Sul sito personale di Rauti è possibile consultare il curriculum vitae, un primo passo per verificare la fondatezza delle motivazioni di merito riferite da Alfano: la stragrande maggioranza delle pubblicazioni e delle esperienze di Isabella Rauti sono riconducibili a nomine politiche istituzionali o accademiche (quindi, politiche, poiché a noi non piace l’ipocrisia). In particolare, dal 2003 al 2007 (nel triennio 1994-1997 è nominata Componente della Commissione Nazionale per la Parità e le Pari Opportunità tra uomo e donna, istituita presso la Presidenza del Consiglio) Rauti ricopre il ruolo di consigliera nazionale di Parità presso il Ministero del Lavoro e delle Politiche Sociali, fino ad essere scelta come Capo Dipartimento del Ministero per le Pari Opportunità con il governo Berlusconi.

Se eccettuiamo le pubblicazioni istituzionali (solitamente frutto del ruolo ricoperto), le altre, poche, riguardano la contro-rivoluzione vandeana e un maldestro tentativo di accreditare l’emancipazione femminile al Fascismo (durante la sua direzione del Centro Studi Futura, associazione culturale fascista che produrrà nella sua breve vita un solo pamphlet dal titolo “Gli angeli e la rivoluzione. Squadriste, intellettuali, madri, contadine: immagini inedite del fascismo femminile” per le edizioni Settimo Sigillo), oltre al testo “I Paladini della reazione – Il pensiero antirisorgimentale in Italia nella prima metà dell’Ottocento”, sempre per le edizioni Settimo Sigillo.
È abbastanza chiaro che nessuna di queste pubblicazioni può valere una cattedra universitaria né tantomeno possono ricoprire alcuna scientificità le case editrici proponenti: le edizioni Settimo Sigillo, ad esempio, sono parte del network editoriale neofascista italiano (tra gli ultimi autori proposti dalla SS – “strano” acronimo della casa editrice – troviamo il terrorista nero Pierluigi Concutelli, assassino del pm Occorsio che indagava su Ordine Nuovo, e responsabile di molte altre nefandezze). I temi trattati – dall’anti-illuminismo alla critica della modernità, dall’anti-femminismo all’anti-egualitarismo -vengono trattati con approssimazione analitica e sono privi di alcun contributo di approfondimento o novità che ne possa giustificare una qualsivoglia attenzione.
Più semplicemente: cosa c’entra questa paccottiglia con le competenze in tema di genere? Sul piano professionale Rauti è una mediocre intellettuale, mentre al contrario sembra avere un eccezionale successo nei salotti buoni della borghesia di sinistra, oltre che in quelli ben più importanti e blasonati delle più alte istituzioni di Stato.
Una carriera singolare, quella di Rauti, che giovanissima si batte per una restaurazione anti-femminista dentro e fuori l’Msi, come militante del settore femminile del partito e della sua struttura giovanile, fino a fondare – con Flavia Perina, Annalisa Terranova ed altre camerate – la rivistina ciclostilata “Eowyn”, il cui titolo rimanda all’imprescindibile ed unica bibbia teorica delle e dei rautiani dell’epoca, “Il signore degli Anelli”.

ELENCO DEI COMPITI:
1. Trascriva fedelmente la parte del brano sulla carriera di Isabella Rauti che va da "Sul sito personale" fino a "il governo Berlusconi.", quest'ultimo compreso.
2. Prosegua il brano sulla carriera di Isabella Rauti, riprendendo subito dopo l'ultima frase riportata.

Righe del dataset sulle posizioni degli oggetti:
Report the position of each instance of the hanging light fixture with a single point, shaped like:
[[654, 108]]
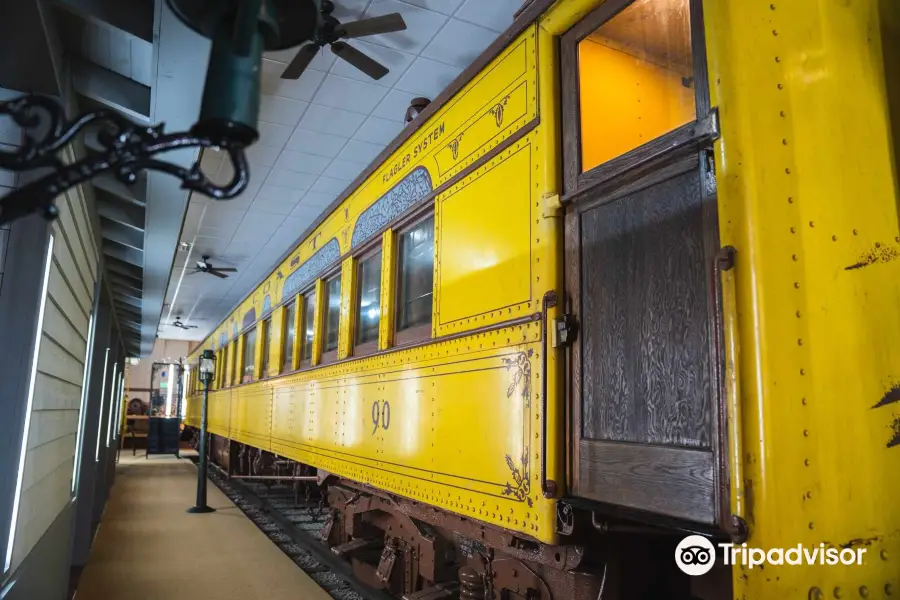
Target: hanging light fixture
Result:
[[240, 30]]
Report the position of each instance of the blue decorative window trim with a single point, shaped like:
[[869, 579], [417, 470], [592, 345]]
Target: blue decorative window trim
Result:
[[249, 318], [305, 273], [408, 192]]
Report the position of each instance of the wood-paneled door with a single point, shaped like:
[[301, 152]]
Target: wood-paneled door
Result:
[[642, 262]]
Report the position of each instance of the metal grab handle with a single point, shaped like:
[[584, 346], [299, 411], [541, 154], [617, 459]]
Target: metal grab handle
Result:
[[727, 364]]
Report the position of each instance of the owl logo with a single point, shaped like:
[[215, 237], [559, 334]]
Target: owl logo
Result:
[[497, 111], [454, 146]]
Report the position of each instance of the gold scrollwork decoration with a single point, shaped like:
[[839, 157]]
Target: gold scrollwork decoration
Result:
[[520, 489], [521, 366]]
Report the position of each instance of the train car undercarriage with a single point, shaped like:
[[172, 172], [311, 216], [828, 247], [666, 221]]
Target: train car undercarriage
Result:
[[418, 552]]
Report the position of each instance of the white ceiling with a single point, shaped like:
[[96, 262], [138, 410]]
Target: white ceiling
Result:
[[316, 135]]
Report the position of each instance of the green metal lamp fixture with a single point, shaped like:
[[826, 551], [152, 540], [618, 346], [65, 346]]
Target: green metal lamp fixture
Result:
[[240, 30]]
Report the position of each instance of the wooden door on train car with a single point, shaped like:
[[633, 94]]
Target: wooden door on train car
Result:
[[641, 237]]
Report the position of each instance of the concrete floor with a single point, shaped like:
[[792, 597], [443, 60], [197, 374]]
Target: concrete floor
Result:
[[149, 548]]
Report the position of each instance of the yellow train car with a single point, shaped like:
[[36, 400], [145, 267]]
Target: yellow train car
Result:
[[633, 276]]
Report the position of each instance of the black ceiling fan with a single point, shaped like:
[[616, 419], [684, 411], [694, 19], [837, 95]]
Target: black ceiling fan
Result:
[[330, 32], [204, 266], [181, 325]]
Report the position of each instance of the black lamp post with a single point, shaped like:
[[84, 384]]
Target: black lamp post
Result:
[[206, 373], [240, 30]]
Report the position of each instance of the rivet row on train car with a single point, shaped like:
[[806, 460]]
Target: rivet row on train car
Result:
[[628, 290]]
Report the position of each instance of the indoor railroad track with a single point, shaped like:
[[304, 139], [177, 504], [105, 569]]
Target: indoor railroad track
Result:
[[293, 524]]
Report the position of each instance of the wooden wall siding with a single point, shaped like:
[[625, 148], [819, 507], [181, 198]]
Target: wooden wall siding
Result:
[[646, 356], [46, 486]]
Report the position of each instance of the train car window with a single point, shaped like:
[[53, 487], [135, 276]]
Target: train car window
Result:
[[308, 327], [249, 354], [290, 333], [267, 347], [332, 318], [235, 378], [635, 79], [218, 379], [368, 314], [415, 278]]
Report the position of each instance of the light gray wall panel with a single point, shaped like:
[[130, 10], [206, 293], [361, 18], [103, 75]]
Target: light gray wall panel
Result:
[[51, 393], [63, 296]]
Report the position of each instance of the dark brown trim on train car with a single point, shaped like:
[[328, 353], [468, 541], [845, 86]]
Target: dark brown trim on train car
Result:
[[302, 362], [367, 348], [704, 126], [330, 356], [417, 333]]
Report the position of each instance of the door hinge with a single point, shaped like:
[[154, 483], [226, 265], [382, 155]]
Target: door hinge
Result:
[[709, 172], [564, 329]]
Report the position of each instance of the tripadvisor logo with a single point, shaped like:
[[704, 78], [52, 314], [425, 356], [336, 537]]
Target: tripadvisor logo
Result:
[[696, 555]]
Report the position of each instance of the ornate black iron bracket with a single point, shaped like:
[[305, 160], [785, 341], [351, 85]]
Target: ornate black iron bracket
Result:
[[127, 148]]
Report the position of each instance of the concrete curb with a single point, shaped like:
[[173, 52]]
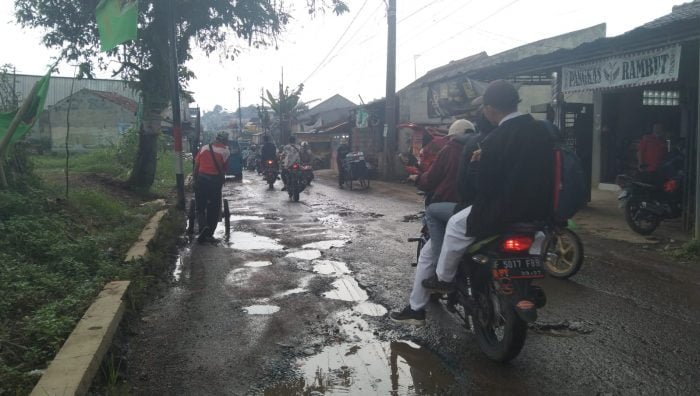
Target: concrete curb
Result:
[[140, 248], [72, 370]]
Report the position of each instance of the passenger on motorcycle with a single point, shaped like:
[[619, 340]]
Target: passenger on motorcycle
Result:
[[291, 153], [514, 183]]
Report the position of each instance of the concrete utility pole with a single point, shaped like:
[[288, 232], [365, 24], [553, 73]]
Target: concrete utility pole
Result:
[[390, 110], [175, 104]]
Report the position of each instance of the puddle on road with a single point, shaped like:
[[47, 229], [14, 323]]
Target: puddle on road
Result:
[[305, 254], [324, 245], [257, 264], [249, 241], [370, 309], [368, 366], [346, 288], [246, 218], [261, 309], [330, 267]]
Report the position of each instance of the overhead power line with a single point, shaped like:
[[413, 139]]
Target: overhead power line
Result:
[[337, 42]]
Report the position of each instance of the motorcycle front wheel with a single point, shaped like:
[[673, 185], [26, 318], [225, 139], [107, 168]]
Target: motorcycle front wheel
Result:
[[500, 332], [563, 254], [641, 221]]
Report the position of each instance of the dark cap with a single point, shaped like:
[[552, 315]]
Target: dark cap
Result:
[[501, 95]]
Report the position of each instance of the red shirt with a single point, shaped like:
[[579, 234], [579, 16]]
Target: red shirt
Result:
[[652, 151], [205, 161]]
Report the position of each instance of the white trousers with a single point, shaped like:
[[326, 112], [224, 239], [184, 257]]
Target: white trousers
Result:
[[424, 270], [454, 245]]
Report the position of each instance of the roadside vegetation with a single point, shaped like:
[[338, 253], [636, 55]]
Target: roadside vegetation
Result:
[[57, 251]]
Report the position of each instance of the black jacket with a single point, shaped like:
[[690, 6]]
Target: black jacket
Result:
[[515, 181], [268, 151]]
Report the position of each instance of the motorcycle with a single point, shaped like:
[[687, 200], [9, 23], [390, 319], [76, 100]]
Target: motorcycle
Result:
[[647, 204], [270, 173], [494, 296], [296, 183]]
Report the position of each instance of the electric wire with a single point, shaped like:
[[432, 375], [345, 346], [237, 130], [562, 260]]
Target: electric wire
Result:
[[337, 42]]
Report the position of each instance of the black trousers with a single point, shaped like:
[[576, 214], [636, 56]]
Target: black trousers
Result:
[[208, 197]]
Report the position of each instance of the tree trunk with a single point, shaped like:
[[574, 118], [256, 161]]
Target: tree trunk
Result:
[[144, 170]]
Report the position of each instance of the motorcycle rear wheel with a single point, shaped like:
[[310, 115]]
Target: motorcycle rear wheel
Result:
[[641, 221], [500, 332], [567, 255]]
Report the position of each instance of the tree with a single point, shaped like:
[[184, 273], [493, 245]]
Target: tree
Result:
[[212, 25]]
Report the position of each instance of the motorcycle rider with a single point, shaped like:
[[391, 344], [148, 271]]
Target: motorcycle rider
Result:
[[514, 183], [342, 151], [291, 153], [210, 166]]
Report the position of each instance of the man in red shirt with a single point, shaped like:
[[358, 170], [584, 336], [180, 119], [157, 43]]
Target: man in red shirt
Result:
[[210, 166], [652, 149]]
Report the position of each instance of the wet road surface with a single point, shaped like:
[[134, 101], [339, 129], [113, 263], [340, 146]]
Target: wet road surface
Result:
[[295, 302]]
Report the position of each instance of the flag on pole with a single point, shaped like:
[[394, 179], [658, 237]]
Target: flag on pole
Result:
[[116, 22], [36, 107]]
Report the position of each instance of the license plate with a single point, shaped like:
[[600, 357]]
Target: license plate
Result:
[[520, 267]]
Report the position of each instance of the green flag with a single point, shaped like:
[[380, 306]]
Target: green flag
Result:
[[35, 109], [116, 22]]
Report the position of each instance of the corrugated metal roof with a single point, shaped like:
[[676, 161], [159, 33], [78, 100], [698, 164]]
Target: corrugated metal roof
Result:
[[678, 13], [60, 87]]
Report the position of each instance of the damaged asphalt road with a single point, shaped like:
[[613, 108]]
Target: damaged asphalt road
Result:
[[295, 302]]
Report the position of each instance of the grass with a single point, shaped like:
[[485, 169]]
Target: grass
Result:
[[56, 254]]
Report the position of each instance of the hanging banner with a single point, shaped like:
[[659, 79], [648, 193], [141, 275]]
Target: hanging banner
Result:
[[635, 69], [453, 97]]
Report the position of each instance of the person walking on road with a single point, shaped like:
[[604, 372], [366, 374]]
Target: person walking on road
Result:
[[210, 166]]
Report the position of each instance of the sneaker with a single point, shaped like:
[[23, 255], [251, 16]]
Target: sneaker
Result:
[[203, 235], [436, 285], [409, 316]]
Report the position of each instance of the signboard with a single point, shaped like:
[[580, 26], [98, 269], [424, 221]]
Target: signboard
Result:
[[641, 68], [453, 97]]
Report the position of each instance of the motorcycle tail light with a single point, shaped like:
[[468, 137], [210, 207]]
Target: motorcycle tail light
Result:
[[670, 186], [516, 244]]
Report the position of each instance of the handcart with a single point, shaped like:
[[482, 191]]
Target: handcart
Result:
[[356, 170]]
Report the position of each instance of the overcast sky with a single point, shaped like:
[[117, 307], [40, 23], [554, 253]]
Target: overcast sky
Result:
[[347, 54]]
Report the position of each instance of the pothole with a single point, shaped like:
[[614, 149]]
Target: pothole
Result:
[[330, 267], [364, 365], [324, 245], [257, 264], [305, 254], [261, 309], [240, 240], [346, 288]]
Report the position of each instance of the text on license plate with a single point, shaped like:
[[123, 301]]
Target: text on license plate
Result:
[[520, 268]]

---

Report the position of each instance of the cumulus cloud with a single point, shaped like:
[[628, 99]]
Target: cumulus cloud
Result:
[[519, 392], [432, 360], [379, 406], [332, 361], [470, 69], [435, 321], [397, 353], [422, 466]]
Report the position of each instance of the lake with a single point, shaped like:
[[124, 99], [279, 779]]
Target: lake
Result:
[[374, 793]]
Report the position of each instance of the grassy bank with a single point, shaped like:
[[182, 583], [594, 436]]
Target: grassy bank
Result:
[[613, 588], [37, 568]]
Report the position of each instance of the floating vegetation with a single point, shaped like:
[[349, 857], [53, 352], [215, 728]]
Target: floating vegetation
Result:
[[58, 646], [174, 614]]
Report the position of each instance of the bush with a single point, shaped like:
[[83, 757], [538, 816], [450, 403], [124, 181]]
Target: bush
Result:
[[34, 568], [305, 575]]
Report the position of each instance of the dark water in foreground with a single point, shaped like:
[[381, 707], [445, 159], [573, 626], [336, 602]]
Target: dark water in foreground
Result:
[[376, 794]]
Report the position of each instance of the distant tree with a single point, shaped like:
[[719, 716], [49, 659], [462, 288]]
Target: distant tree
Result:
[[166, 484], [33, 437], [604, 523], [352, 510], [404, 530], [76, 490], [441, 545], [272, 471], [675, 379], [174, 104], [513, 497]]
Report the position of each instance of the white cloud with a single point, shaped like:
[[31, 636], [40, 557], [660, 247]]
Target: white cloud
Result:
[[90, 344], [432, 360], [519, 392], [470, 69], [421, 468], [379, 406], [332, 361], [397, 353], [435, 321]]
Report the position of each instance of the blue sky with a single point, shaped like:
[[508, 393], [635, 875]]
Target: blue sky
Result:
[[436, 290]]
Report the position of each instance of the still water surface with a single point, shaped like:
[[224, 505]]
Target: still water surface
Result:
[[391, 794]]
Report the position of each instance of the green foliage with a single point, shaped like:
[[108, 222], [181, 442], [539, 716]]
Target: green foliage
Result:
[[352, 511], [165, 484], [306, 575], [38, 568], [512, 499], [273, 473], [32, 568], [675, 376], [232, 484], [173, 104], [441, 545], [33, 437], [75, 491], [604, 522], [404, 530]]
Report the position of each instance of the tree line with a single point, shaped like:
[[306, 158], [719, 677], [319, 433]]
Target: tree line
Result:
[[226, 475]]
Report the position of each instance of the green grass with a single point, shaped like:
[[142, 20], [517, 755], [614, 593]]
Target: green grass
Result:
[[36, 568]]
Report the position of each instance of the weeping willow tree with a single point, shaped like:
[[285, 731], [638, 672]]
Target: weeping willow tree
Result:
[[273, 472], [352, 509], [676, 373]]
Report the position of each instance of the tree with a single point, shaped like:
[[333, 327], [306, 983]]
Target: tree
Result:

* * *

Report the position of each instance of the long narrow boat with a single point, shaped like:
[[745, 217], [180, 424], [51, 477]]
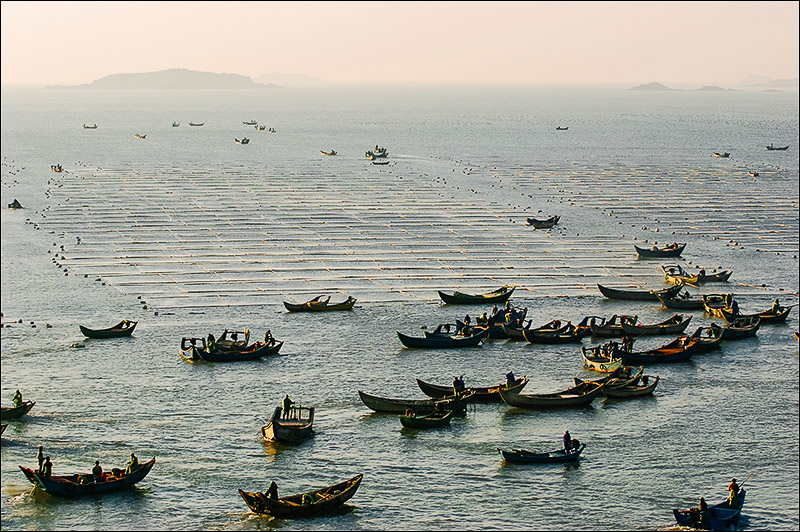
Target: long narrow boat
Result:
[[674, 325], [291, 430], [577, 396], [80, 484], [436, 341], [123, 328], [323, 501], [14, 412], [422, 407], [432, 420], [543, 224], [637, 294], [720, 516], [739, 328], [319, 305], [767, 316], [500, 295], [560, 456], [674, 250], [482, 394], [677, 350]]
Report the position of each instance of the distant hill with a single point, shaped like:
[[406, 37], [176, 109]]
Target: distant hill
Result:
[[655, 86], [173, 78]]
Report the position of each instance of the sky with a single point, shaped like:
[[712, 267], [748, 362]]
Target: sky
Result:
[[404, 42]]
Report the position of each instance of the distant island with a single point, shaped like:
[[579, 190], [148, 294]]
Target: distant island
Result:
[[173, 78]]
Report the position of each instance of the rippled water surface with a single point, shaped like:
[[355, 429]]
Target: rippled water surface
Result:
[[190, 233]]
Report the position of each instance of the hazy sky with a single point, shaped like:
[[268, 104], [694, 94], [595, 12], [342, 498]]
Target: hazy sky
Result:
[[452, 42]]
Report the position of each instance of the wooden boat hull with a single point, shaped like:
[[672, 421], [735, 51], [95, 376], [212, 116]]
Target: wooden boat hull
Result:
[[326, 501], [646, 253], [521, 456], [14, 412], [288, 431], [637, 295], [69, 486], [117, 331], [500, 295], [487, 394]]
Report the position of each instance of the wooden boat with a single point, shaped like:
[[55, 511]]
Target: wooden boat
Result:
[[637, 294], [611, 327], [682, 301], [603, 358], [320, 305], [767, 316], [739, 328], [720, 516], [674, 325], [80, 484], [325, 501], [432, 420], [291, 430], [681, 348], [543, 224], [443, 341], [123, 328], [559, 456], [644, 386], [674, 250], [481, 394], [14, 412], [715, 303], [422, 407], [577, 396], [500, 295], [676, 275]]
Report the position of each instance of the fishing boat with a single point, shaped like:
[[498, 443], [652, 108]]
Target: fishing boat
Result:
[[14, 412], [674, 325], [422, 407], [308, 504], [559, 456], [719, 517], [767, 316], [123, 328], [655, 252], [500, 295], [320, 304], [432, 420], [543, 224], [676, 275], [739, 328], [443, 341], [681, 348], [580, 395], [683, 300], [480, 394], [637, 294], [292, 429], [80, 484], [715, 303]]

RISPOSTE PER COMPITO:
1.
Sul sito personale di Rauti è possibile consultare il curriculum vitae, un primo passo per verificare la fondatezza delle motivazioni di merito riferite da Alfano: la stragrande maggioranza delle pubblicazioni e delle esperienze di Isabella Rauti sono riconducibili a nomine politiche istituzionali o accademiche (quindi, politiche, poiché a noi non piace l’ipocrisia). In particolare, dal 2003 al 2007 (nel triennio 1994-1997 è nominata Componente della Commissione Nazionale per la Parità e le Pari Opportunità tra uomo e donna, istituita presso la Presidenza del Consiglio) Rauti ricopre il ruolo di consigliera nazionale di Parità presso il Ministero del Lavoro e delle Politiche Sociali, fino ad essere scelta come Capo Dipartimento del Ministero per le Pari Opportunità con il governo Berlusconi.

2.
La rivista è imbarazzante per la pochezza concettuale in rapporto all’alta ambizione dichiarata di voler muovere battaglia ai contenuti “sessisti” del femminismo egemonico (siamo alla fine degli anni Settanta). Grottesca l’asimmetria tra le copertine inneggianti a muse medioeval-rinascimentali, guerriere di grandi castelli a fianco di virili cavalieri, e i contenuti, per lo più riguardanti la moda, il senso del pudore oltraggiato dalle femministe impudiche, la lotta all’aborto, al divorzio, alla contraccezione (eh si…).
Nessuno e nessuna, dentro e fuori l’Msi, dentro e fuori i movimenti neo-fascisti, ha mai notato o letto, probabilmente, quella rivista. Fino ad un fortunato giorno del mese di marzo del 1981, quando ad accorgersi dell’inutile foglietto è addirittura “Noi Donne”, rivista femminil-femminista del Pci, grazie all’articolone di Silvia Neonato dal titolo “Le guerriere, le vestali e le altre”.
Dettagli? Neanche per idea. Le femministe del piccì decidono probabilmente che le rautiane (da Pino Rauti, padre vero di Isabella e putativo politico del collettivo di Eowyn) servono alla causa della “sorellanza”, per fare breccia nella destra eversiva dell’epoca, stimolandone, per così dire, l’emersione di un riformismo che ancora oggi stenta a vedersi (non possiamo mica prendere sul serio Futuro e Libertà).
Cosa resta oggi di quella antica, e ancora oggi percorsa, pratica politica dell’utilizzo delle contraddizioni altrui fatta da sinistra? Resta Rauti e il suo opportunismo politico e personale, fatto di oblique relazioni destra-sinistra nei tanto vituperati salotti buoni del femminismo mainstream che l’hanno aiutata a crescere politicamente e ad avere ed ottenere ascolto, perché presentata da donne autorevoli, di specchiato passato nelle lotte per la liberazione delle donne; grazie a queste remunerative relazioni e ai suoi passaggi istituzionali crescono le sue “competenze” in tema di Pari Opportunità, un concetto che a Rauti dà l’orticaria fin da adolescente, quando da fascista lottava contro l’eguaglianza tra i sessi e contro la “guerra femminista tra i sessi”, dimostrando di meritare 2 in filosofia e 9 da politicante, poiché è grazie a quella stessa guerra tra i sessi, “femminista e quindi sessista”!, che oggi Rauti ha gli incarichi che ricopre, pur mostrando di non aver capito veramente niente del femminismo e delle sue istanze.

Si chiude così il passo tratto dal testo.